**Task inputs**
::::::::::
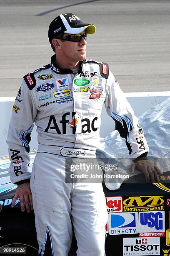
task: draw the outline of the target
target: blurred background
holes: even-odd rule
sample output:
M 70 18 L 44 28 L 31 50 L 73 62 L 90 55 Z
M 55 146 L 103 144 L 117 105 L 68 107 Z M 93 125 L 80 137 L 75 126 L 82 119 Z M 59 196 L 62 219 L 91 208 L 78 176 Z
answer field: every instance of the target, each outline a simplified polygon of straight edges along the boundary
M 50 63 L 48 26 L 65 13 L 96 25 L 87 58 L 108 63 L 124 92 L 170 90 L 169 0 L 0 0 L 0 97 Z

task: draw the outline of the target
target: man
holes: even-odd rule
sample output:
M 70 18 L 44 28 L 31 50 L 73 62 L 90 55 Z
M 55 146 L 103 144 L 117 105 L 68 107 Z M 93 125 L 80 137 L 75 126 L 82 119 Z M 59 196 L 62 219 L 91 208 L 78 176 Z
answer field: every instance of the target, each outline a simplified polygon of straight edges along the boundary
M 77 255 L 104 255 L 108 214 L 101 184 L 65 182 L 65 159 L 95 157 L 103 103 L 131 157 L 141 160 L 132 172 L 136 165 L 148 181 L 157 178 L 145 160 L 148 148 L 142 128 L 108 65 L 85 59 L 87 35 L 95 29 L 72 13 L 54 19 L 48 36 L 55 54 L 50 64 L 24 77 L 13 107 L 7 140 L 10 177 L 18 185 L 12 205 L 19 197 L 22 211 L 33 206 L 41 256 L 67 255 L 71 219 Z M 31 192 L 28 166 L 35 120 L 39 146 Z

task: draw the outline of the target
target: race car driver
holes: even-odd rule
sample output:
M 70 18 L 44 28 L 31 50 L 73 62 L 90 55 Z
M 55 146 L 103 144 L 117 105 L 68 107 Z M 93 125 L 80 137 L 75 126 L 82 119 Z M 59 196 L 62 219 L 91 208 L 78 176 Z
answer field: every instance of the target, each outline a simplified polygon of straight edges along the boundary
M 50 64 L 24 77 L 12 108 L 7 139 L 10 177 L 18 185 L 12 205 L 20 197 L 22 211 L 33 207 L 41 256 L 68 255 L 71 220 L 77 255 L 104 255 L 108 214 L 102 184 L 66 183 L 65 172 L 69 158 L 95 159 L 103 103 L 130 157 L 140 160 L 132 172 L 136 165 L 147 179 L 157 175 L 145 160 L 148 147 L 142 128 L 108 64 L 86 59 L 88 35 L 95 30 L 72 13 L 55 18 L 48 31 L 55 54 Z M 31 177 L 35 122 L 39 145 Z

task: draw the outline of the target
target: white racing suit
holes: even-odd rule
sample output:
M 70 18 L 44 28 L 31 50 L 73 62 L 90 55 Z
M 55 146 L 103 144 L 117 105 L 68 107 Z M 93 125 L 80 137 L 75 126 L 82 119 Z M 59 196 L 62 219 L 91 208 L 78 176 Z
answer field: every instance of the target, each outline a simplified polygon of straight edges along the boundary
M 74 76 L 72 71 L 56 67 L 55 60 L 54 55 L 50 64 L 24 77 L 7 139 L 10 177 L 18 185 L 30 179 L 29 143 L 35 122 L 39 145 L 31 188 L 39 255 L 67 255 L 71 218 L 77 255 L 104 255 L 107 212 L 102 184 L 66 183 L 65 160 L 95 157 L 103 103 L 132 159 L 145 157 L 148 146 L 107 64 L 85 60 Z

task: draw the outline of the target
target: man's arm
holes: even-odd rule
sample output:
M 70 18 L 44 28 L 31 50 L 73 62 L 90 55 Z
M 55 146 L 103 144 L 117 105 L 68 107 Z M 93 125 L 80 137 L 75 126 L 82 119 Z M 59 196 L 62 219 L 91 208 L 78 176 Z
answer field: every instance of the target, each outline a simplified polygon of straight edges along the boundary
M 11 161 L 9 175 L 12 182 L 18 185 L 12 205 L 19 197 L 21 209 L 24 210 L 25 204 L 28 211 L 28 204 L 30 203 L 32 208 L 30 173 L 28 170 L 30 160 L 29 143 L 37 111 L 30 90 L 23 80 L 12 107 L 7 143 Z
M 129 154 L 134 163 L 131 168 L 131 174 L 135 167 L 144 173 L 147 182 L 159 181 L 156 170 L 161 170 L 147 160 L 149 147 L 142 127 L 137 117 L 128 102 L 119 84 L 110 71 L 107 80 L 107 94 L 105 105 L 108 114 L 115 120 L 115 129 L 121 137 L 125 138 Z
::::::::::
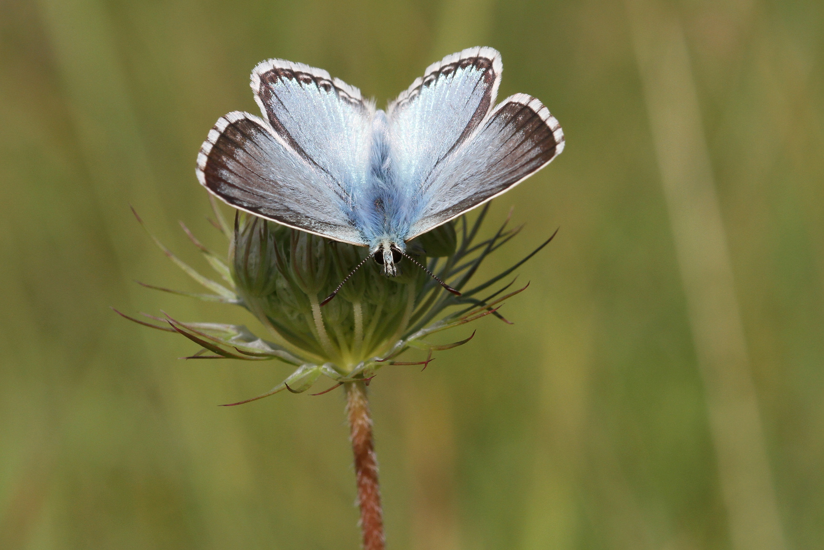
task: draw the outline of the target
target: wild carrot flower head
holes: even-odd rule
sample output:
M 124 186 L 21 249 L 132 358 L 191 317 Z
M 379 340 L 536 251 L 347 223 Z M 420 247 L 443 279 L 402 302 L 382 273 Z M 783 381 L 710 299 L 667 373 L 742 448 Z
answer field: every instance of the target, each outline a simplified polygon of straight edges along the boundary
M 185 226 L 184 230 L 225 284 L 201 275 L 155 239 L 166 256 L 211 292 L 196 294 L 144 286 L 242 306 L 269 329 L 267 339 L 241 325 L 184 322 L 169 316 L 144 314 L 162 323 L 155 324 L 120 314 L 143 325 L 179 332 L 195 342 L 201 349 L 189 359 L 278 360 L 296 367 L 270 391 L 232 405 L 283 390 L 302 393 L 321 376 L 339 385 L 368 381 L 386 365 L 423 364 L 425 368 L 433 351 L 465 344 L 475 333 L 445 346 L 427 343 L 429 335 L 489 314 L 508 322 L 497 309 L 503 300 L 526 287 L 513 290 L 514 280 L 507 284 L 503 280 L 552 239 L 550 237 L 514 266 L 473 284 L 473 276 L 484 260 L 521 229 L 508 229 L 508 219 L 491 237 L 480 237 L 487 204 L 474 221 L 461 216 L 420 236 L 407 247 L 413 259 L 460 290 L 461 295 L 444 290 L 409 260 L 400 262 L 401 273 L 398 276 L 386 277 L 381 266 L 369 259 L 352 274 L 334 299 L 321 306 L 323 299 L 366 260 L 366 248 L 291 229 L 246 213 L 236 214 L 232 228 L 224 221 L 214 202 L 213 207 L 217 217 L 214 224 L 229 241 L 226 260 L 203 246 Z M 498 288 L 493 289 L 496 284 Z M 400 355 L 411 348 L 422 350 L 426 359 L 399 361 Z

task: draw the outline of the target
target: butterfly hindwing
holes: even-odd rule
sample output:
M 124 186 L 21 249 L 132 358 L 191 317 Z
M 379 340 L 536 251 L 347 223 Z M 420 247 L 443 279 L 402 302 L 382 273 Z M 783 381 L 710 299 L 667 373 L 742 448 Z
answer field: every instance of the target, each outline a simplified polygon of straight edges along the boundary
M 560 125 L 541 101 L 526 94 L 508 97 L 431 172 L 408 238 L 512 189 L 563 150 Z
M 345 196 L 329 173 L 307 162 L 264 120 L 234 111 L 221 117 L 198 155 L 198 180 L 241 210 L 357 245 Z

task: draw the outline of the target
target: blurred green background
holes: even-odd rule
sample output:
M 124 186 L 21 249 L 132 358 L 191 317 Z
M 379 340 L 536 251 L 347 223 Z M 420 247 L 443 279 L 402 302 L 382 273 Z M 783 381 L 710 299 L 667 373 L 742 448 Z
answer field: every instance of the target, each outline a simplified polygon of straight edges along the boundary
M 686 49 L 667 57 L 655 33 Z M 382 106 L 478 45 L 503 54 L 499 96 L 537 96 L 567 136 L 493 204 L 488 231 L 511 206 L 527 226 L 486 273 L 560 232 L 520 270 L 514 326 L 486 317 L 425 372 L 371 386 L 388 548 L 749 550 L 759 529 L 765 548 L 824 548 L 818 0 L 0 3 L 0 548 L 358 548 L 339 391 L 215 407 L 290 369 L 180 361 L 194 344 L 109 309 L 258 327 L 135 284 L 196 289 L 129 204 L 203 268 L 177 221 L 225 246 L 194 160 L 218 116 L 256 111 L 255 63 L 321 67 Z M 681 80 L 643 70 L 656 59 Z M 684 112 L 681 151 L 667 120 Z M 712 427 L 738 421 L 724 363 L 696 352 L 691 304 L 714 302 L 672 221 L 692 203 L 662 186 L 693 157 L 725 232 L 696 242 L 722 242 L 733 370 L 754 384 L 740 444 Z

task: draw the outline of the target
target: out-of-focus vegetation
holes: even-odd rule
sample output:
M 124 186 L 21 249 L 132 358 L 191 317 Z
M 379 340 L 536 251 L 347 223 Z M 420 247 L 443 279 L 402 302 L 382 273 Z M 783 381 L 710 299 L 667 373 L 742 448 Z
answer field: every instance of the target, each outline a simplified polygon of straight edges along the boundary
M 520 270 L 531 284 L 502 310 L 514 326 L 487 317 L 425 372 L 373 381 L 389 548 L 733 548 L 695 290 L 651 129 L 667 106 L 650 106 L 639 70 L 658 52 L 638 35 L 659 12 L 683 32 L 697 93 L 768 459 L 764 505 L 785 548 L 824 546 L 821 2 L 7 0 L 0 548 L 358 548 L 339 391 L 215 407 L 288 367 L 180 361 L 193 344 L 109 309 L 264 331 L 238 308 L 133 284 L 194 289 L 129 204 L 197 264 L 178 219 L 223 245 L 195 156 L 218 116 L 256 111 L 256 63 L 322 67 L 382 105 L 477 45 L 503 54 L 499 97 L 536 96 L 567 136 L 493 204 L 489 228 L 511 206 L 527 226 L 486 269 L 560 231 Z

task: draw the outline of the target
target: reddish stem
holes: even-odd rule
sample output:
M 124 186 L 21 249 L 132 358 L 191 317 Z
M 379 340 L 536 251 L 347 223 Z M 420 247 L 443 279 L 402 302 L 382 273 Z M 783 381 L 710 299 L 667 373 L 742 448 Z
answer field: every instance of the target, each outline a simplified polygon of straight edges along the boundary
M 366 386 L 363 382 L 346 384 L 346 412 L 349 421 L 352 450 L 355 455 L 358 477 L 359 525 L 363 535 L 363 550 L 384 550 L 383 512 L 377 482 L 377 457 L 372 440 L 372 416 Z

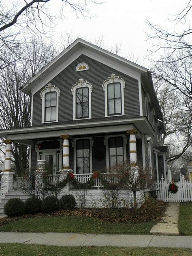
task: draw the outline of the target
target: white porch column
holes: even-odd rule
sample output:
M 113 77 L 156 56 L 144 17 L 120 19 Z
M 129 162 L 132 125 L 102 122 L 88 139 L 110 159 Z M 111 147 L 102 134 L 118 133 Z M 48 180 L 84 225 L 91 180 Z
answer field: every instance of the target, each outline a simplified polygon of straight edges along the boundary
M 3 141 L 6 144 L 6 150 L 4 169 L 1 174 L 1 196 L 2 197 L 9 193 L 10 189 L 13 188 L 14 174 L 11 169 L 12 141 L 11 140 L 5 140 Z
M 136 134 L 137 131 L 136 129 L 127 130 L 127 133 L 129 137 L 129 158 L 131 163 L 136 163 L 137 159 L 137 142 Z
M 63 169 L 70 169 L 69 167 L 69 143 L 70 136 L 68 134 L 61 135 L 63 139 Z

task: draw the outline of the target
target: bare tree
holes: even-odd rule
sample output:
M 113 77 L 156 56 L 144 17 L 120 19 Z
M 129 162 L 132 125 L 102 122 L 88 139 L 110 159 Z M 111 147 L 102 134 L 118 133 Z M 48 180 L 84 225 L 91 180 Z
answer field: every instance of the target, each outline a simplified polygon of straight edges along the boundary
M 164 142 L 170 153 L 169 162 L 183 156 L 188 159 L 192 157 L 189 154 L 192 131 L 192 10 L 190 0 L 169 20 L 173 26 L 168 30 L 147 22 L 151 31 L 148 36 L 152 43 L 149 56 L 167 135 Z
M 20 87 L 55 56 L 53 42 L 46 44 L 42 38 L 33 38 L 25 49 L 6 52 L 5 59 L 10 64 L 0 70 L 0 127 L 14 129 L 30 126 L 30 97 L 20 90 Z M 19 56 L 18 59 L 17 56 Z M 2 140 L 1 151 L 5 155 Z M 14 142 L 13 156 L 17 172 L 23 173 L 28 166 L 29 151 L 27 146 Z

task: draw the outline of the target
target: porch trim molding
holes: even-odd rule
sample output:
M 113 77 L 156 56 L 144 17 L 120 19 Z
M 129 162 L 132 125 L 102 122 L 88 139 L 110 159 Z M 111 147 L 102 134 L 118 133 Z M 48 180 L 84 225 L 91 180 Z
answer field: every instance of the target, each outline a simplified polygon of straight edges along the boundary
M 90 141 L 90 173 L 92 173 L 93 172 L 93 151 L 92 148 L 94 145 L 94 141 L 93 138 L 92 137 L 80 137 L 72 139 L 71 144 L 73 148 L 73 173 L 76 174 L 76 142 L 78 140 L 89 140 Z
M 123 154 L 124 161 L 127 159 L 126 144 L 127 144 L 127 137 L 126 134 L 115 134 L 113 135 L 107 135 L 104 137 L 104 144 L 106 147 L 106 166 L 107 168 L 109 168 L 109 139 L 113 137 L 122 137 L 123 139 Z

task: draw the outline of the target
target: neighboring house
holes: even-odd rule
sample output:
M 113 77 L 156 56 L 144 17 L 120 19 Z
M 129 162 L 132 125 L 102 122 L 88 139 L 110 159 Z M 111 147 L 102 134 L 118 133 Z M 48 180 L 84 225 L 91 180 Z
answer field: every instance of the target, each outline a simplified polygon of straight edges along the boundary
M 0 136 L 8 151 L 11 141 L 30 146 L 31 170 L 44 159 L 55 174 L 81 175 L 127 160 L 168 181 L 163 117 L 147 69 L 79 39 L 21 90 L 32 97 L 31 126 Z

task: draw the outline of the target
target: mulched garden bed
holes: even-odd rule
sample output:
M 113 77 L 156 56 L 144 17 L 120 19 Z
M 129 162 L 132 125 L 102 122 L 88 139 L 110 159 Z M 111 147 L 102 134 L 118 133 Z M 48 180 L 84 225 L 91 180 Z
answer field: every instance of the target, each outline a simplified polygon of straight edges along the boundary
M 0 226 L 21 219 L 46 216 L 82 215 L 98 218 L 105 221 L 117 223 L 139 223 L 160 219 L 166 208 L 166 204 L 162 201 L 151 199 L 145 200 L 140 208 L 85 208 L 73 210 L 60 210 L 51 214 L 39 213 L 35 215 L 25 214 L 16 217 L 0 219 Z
::::::::::
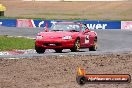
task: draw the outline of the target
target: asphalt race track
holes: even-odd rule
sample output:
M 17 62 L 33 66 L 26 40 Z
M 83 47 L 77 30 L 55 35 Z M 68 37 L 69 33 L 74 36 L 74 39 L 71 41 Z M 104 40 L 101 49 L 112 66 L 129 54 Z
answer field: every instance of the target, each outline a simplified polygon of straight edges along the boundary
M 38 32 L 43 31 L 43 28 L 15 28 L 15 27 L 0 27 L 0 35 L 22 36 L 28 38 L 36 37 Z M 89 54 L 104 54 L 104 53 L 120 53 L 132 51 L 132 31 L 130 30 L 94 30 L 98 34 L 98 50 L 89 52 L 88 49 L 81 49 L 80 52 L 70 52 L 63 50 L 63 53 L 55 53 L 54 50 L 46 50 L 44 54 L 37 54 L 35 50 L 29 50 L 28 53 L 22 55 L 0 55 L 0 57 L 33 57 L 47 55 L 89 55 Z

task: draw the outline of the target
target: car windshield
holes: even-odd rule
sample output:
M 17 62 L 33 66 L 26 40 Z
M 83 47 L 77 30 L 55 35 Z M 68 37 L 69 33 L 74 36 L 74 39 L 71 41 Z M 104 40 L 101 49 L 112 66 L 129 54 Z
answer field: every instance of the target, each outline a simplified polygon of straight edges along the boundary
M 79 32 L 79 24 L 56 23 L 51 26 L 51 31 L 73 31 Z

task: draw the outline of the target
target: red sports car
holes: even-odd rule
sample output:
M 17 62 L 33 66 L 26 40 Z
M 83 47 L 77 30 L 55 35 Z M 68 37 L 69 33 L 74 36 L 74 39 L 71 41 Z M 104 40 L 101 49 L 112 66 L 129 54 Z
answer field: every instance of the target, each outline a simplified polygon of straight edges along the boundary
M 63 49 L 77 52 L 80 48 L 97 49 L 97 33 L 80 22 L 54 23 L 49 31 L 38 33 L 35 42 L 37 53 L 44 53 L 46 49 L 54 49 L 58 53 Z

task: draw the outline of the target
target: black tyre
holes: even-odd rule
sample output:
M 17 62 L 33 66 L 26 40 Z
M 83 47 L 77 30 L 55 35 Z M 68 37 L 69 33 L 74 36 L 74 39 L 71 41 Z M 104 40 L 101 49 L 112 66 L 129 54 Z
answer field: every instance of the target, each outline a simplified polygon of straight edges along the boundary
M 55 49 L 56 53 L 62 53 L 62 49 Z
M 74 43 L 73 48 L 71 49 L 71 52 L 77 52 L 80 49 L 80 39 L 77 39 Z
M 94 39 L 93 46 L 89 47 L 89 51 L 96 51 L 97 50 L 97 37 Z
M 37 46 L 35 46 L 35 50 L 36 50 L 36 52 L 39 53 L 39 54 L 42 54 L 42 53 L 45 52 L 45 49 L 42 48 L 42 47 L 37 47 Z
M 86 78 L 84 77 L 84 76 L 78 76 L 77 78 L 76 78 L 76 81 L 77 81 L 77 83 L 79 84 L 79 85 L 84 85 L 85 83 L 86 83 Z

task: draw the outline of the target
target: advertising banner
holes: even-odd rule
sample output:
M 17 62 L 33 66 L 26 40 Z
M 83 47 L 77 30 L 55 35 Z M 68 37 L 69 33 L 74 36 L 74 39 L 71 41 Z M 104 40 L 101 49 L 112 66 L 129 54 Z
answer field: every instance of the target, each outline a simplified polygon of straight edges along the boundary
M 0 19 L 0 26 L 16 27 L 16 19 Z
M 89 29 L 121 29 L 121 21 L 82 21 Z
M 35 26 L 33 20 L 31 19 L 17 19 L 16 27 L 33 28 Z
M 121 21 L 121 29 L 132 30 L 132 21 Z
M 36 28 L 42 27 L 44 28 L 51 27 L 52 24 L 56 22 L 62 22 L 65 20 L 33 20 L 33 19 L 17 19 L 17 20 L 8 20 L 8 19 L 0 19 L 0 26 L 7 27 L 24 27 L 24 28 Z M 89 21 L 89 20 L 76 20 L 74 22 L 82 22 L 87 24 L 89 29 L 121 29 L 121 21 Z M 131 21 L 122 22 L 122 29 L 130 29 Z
::::::::::
**Given request**
Count the lines in the items above that contain the word "blurred" and give only the number.

**Correct answer**
2